Can you reproduce the rows below word for word, leaving the pictures out of your copy?

(Annotation rows)
►
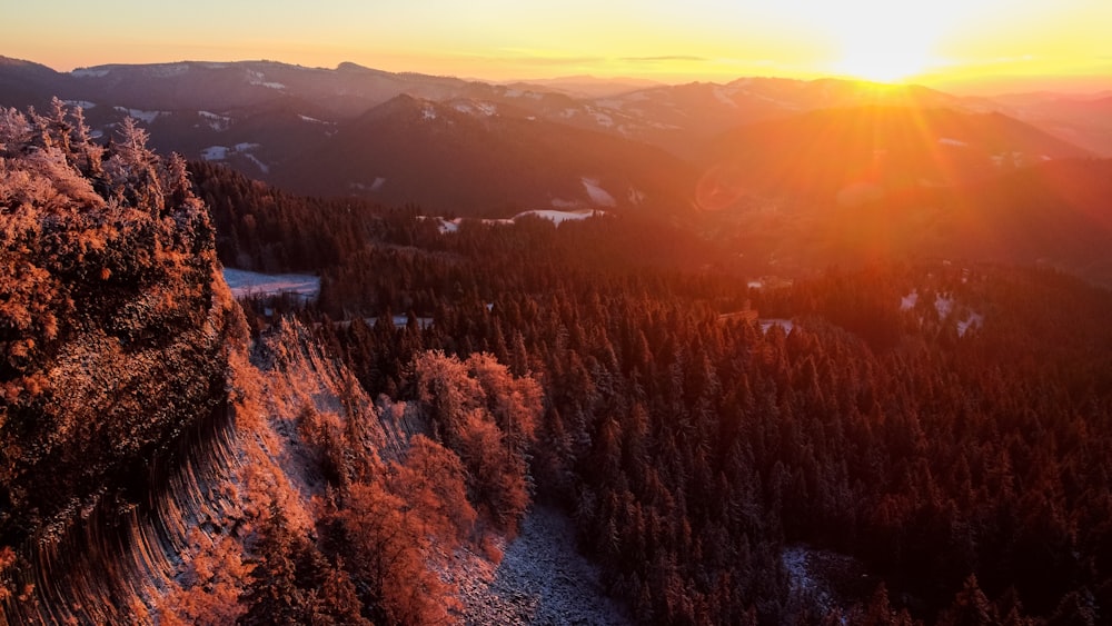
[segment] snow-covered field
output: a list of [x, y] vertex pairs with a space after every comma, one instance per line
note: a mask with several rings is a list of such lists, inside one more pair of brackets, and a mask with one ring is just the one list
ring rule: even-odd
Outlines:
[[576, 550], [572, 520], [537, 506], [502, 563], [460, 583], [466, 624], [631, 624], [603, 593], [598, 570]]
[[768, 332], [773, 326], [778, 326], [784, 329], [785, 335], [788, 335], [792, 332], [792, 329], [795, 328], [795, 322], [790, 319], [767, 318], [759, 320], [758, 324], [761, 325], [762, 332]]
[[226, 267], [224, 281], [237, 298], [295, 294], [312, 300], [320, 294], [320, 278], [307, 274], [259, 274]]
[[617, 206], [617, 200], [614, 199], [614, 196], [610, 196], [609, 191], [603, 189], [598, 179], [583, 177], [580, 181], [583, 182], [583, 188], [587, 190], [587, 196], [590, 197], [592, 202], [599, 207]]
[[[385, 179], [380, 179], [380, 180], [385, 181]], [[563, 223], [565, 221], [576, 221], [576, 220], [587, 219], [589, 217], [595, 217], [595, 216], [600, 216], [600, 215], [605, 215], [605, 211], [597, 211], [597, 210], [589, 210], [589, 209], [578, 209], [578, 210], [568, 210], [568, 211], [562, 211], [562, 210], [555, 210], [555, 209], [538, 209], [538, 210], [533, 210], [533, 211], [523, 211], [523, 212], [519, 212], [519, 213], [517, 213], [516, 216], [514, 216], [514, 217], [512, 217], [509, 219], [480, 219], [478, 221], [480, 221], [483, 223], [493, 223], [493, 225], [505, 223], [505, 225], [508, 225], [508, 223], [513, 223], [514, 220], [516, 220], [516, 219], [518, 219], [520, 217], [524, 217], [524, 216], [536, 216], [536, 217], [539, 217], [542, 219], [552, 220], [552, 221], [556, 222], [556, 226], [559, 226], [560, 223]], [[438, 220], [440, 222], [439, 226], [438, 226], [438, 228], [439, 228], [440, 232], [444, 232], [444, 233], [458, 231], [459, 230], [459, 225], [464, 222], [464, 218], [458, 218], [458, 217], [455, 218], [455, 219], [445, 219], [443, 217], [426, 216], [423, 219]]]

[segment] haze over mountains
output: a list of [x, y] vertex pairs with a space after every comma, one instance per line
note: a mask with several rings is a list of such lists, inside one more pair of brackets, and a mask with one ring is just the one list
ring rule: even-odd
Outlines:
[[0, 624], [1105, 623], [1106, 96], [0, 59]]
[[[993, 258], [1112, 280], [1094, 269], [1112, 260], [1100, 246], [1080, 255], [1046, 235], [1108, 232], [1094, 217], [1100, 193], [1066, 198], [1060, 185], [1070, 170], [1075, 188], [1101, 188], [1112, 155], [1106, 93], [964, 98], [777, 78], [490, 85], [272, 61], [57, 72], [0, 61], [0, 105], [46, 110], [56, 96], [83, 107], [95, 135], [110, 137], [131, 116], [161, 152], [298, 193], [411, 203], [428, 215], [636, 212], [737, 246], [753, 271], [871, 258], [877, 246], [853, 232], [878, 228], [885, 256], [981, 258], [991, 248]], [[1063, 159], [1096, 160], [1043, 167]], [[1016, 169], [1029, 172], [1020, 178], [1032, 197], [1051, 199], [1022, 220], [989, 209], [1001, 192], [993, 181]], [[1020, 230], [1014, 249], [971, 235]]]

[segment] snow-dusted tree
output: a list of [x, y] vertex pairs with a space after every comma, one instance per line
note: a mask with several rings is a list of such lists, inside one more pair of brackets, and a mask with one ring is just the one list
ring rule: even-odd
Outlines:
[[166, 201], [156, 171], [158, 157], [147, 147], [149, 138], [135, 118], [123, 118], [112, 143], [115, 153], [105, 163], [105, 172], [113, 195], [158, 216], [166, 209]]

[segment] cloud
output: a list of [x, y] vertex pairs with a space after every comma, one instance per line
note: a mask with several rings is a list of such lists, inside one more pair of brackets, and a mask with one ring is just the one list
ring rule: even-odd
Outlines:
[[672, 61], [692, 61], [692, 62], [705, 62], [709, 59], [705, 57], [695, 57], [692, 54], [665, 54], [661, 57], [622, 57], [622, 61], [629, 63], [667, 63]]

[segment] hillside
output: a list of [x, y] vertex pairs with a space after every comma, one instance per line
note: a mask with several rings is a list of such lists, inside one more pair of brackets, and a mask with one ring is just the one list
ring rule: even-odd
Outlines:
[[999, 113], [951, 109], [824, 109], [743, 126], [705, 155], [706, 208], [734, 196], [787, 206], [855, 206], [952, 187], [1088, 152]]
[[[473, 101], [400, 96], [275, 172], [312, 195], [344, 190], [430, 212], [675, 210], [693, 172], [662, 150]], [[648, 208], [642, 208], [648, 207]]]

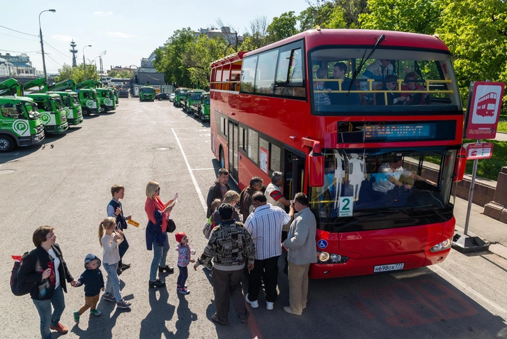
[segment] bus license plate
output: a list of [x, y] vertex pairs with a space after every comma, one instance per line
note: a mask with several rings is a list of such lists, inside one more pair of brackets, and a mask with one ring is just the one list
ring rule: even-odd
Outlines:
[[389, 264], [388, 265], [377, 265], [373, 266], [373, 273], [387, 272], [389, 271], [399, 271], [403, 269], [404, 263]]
◄
== Finished answer ==
[segment] snow-covered field
output: a list of [x, y] vertex pairs with a space after every comma, one instance per line
note: a mask with several rings is a list of such lists, inside one more pair of brackets, and a mask with one ring is just the one list
ring rule: even-odd
Outlines:
[[576, 550], [572, 520], [537, 506], [502, 563], [460, 583], [466, 624], [631, 624], [603, 593], [598, 570]]
[[768, 332], [773, 326], [778, 326], [784, 329], [785, 335], [788, 335], [792, 332], [792, 329], [795, 328], [795, 322], [790, 319], [767, 318], [759, 320], [758, 324], [761, 325], [762, 332]]
[[226, 267], [224, 281], [237, 298], [295, 294], [312, 300], [320, 294], [320, 278], [307, 274], [259, 274]]
[[617, 206], [617, 200], [614, 199], [614, 196], [610, 196], [609, 191], [603, 189], [598, 179], [583, 177], [580, 181], [583, 182], [583, 188], [587, 190], [587, 196], [590, 197], [592, 202], [599, 207]]
[[[385, 179], [380, 179], [380, 180], [385, 181]], [[563, 223], [565, 221], [576, 221], [576, 220], [587, 219], [589, 217], [595, 217], [595, 216], [600, 216], [600, 215], [605, 215], [605, 211], [597, 211], [597, 210], [589, 210], [589, 209], [578, 209], [578, 210], [568, 210], [568, 211], [562, 211], [562, 210], [555, 210], [555, 209], [538, 209], [538, 210], [533, 210], [533, 211], [523, 211], [523, 212], [519, 212], [519, 213], [517, 213], [516, 216], [514, 216], [514, 217], [512, 217], [509, 219], [480, 219], [478, 221], [480, 221], [483, 223], [493, 223], [493, 225], [505, 223], [505, 225], [508, 225], [508, 223], [513, 223], [514, 220], [516, 220], [516, 219], [518, 219], [520, 217], [524, 217], [524, 216], [536, 216], [536, 217], [539, 217], [542, 219], [552, 220], [552, 221], [556, 222], [556, 226], [559, 226], [560, 223]], [[438, 220], [440, 222], [439, 226], [438, 226], [438, 228], [439, 228], [440, 232], [444, 232], [444, 233], [458, 231], [459, 230], [459, 225], [464, 222], [464, 218], [458, 218], [458, 217], [455, 218], [455, 219], [445, 219], [443, 217], [426, 216], [423, 219]]]

[segment] haze over mountains
output: a list of [x, y] vertex pairs with a space after every comma, one instance per line
note: a mask with several rings is a list of such lists, inside one more pair of brackets, and a mask with one ring is just the one list
ring rule: even-odd
Outlines:
[[0, 624], [1105, 623], [1106, 96], [0, 59]]
[[[993, 258], [1112, 280], [1094, 269], [1112, 260], [1100, 246], [1080, 255], [1046, 235], [1108, 232], [1094, 217], [1100, 193], [1066, 198], [1060, 185], [1070, 170], [1075, 188], [1101, 188], [1112, 155], [1106, 93], [964, 98], [777, 78], [490, 85], [272, 61], [57, 72], [0, 61], [0, 105], [46, 110], [56, 96], [83, 107], [95, 135], [110, 137], [131, 116], [161, 152], [298, 193], [411, 203], [428, 215], [636, 212], [737, 246], [753, 271], [871, 258], [877, 246], [853, 232], [878, 228], [885, 256], [981, 258], [991, 248]], [[1063, 159], [1096, 160], [1043, 167]], [[1016, 169], [1029, 172], [1020, 178], [1032, 197], [1051, 199], [1022, 220], [989, 209], [1001, 192], [993, 181]], [[1020, 230], [1014, 249], [971, 235]]]

[segment] snow-dusted tree
output: a list of [x, y] vertex pairs with a space after every comma, one instance per line
note: a mask with several rings is a list of such lists, inside one more pair of brackets, and a mask with one ring is just the one list
ring rule: even-odd
Outlines:
[[166, 201], [156, 171], [158, 157], [147, 147], [149, 138], [135, 118], [123, 118], [112, 143], [115, 153], [105, 163], [105, 172], [113, 195], [158, 216], [166, 209]]

[segment] cloud
output: a list of [x, y] vertex pairs with a space after every comma, one instance per line
note: a mask with several rings is a list of such lists, inside one more pair of brackets, and a mask with one ring is just the one list
ring rule: even-odd
Outlines:
[[672, 61], [692, 61], [692, 62], [705, 62], [709, 59], [705, 57], [695, 57], [692, 54], [665, 54], [661, 57], [622, 57], [622, 61], [629, 63], [667, 63]]

[segment] hillside
output: a list of [x, y] vertex pairs with a space after every comma, one instance per line
note: a mask with several rings is a list of such lists, inside one more pair of brackets, and a mask with one ring is just the one list
ring rule: even-odd
Outlines:
[[999, 113], [951, 109], [824, 109], [743, 126], [705, 155], [706, 208], [734, 196], [787, 206], [855, 206], [952, 187], [1088, 152]]
[[[473, 101], [400, 96], [275, 172], [312, 195], [344, 190], [430, 212], [675, 210], [693, 172], [662, 150]], [[648, 208], [642, 208], [648, 207]]]

[segment] bus license plate
output: a list of [x, y] vertex pairs with a space after every comma, one instance per line
note: a mask with several rings is a list of such lists, inside one more pair of brackets, and a mask with one ring is just the one list
ring rule: even-odd
Outlines:
[[389, 264], [388, 265], [377, 265], [373, 266], [373, 273], [387, 272], [389, 271], [399, 271], [403, 269], [404, 263]]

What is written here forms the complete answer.